* **Given passage**:
··········
EFFECTIVE DATE. The provisions of this
Agreement shall cover claims, actions, suits or proceedings whether now pending
or hereafter commenced and shall be retroactive to cover acts or omissions or
alleged acts or omissions which heretofore have taken place. The Company shall
be liable under this Agreement, pursuant to Sections 4 and 5 hereof, for all
acts of the Indemnitee while serving as a director and/or officer,
notwithstanding the termination of the Indemnitee's service, if such act was
performed or omitted to be performed during the term of the Indemnitee's service
to the Company.
21. GROSS
UP FOR TAXES. In the event any payment of indemnity to an Indemnitee
under this Agreement shall be deemed to be income for federal, state or local
income tax purposes, then the Company shall pay to the Indemnitee, in addition
to any amount for indemnification provided for herein, an amount equal to the
amount of taxes for which such Indemnitee shall become liable (without offset
for any deductions which such Indemnitee may have not related to the
indemnification amount), promptly upon receipt from such Indemnitee of a copy of
such Indemnitee’s tax return, which shall be maintained in strictest confidence
by the Company.
··········
* **Data supplied**:
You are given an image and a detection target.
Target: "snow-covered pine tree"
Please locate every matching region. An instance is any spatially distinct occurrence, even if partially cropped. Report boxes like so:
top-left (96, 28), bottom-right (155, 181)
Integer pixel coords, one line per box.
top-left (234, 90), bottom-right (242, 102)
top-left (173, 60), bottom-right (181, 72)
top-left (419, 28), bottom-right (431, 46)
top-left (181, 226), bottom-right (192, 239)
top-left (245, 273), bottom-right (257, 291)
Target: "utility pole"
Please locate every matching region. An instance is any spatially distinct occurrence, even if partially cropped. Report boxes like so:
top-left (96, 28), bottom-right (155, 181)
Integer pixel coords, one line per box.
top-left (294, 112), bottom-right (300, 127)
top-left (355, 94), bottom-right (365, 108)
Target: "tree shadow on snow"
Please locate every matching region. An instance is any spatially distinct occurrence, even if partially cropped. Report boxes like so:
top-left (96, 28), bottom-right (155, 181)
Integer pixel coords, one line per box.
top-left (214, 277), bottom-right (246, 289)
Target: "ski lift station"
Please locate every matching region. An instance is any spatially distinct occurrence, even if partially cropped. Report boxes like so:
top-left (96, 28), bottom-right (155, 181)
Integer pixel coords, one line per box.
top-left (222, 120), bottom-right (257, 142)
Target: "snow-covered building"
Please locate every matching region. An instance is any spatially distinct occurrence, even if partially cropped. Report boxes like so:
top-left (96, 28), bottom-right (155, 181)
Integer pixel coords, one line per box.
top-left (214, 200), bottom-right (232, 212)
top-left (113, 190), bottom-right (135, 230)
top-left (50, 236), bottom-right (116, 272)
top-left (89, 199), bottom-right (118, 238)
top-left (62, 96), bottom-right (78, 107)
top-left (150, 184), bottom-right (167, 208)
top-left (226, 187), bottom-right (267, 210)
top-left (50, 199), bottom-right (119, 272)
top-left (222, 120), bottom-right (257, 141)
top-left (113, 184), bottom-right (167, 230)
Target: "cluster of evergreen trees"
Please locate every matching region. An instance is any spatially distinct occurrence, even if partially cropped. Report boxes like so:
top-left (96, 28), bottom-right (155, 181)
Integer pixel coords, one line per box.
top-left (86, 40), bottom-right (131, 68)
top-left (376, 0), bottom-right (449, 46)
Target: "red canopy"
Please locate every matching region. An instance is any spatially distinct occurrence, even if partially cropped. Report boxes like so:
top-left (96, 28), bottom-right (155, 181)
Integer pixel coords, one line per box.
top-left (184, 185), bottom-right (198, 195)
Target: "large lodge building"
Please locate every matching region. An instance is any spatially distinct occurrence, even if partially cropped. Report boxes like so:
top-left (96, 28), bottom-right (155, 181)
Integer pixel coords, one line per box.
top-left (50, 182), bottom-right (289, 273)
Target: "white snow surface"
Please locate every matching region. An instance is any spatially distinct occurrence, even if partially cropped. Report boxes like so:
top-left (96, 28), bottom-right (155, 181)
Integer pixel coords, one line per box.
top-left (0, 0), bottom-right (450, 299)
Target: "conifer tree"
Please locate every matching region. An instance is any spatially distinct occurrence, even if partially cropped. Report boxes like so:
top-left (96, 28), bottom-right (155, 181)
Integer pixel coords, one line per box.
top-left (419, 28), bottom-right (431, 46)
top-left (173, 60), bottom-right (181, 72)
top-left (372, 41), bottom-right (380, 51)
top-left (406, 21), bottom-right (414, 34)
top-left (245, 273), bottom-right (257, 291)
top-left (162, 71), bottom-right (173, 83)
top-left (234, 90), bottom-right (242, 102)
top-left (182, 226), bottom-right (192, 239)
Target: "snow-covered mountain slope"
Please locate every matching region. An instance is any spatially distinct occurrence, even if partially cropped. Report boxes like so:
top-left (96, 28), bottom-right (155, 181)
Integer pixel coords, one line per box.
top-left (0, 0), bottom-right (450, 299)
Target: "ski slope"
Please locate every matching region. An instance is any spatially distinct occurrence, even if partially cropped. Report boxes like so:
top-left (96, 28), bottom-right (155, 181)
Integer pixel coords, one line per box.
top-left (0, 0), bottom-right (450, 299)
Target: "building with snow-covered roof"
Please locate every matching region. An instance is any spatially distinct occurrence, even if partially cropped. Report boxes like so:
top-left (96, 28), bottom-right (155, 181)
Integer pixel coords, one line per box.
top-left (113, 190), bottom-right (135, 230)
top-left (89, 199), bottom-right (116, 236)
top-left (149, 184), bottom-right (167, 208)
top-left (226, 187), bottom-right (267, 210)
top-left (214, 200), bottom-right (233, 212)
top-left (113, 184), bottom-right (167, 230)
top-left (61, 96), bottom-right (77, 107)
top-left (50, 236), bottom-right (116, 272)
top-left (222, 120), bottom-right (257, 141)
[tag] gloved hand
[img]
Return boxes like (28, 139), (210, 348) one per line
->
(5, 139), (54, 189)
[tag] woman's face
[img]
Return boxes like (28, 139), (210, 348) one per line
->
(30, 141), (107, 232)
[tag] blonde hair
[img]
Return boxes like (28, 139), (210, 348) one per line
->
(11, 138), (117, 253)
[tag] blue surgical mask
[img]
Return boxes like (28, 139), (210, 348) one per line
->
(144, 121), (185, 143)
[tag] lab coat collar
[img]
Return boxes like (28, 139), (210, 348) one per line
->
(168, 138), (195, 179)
··········
* **Task requirements**:
A - Write out everything in the agreement passage from "EFFECTIVE DATE. The" down to "to the Company.".
B - Count the lines in the rows that contain the string "building", matching case exactly. Give only the number.

* **Exercise responses**:
A -
EFFECTIVE DATE. The provisions of this
Agreement shall cover claims, actions, suits or proceedings whether now pending
or hereafter commenced and shall be retroactive to cover acts or omissions or
alleged acts or omissions which heretofore have taken place. The Company shall
be liable under this Agreement, pursuant to Sections 4 and 5 hereof, for all
acts of the Indemnitee while serving as a director and/or officer,
notwithstanding the termination of the Indemnitee's service, if such act was
performed or omitted to be performed during the term of the Indemnitee's service
to the Company.

B - 3